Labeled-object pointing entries
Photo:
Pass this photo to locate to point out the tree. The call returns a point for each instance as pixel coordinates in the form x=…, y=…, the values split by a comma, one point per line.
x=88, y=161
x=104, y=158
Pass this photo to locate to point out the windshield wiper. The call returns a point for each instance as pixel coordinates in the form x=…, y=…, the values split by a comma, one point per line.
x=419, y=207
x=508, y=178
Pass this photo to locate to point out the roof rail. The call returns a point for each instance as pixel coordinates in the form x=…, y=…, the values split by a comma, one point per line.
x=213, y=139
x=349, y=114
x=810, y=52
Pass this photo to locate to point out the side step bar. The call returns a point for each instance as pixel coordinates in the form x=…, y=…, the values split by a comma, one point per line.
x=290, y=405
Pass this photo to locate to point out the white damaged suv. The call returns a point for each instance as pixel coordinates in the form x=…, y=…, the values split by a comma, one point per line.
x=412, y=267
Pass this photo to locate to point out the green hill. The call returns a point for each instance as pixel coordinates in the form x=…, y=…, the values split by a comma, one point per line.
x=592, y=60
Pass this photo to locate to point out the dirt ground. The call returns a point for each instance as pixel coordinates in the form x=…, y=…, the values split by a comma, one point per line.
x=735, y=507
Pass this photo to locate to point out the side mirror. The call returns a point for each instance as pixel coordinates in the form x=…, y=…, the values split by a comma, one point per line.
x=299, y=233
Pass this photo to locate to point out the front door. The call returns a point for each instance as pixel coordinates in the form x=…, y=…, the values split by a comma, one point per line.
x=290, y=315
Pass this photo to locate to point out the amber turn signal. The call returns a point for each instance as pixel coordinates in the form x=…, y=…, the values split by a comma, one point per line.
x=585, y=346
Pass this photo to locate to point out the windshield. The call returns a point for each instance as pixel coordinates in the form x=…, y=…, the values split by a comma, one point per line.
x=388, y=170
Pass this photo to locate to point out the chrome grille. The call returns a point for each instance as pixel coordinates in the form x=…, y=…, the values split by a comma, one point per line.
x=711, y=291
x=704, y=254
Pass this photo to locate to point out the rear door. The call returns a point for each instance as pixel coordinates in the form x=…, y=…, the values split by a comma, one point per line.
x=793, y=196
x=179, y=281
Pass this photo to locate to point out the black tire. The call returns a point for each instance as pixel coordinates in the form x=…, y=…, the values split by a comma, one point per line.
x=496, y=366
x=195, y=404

[TASK DIRECTIONS] Rewrite all of the material, replacing "one point per line" with "one point on each line" and leaving everything else unchanged.

[ANSWER FOR THE TASK]
Photo:
Pass this photo to locate to point out the tree. The call returns a point for each instance as pixel coordinates in the form x=…, y=…, the values split by a comma, one point on each line.
x=88, y=161
x=104, y=158
Pass this photo to locate to point out the windshield wiper. The call returns a point for each instance as pixel coordinates in the form x=…, y=…, the values split by a comma, one point on each line.
x=419, y=207
x=508, y=178
Pass this photo to locate to point out the roof rail. The call returns a point for each instance as pixel coordinates in the form x=…, y=…, the values split by a comma, one point on each line.
x=213, y=139
x=349, y=114
x=810, y=52
Pass this photo to locate to point out the side step bar. The call returns a point for each instance as pixel coordinates in the form x=…, y=…, the values split by a comma, one point on each line.
x=290, y=405
Pass this photo to locate to point out the white damaged suv. The call returns a point for each instance as pixel coordinates in the form x=…, y=…, the values split by a comma, one point on each line.
x=412, y=267
Pass this photo to locate to point out the green hill. The call returns a point for each instance as pixel coordinates in the form x=…, y=…, the values split by a comma, one point on each line.
x=592, y=60
Pass this photo to locate to point out the dirt ground. The call returns a point for each instance as pixel coordinates in the form x=…, y=…, the values split by a comma, one point on each line.
x=735, y=507
Pass this photo to locate to point out the side mirror. The call returns a point for each instance as pixel coordinates in the form x=…, y=…, the values split by a comma, one point on each line.
x=299, y=233
Pass this photo to locate to point out the front door. The call returns a point for each instance as pixel coordinates in the form x=…, y=…, the values split by a comma, one point on each line.
x=290, y=315
Pass this photo to locate to point out the amber turn signal. The call returns a point for each instance as pixel coordinates in the form x=…, y=…, the values split by a comma, one point on each line.
x=585, y=346
Pass this photo to locate to point out the windshield. The call returns a point for each instance as pixel coordinates in the form x=…, y=…, the values split by a comma, one point on each line.
x=388, y=170
Pass this photo to locate to point out the chrome grille. The call returns a point for each instance as pixel coordinates in the form x=…, y=…, the values split by a comma, one point on each line.
x=711, y=291
x=704, y=254
Pass this photo to locate to point out the rear door. The call returns a point for each instance as pixel coordinates in the form x=…, y=…, the values split by a comma, one point on each line.
x=793, y=196
x=179, y=281
Pass this photo to locate to point out the black tire. The call returns a point for each instance as pixel coordinates in the form x=…, y=…, the values split by a comma, one point on each line.
x=496, y=366
x=195, y=404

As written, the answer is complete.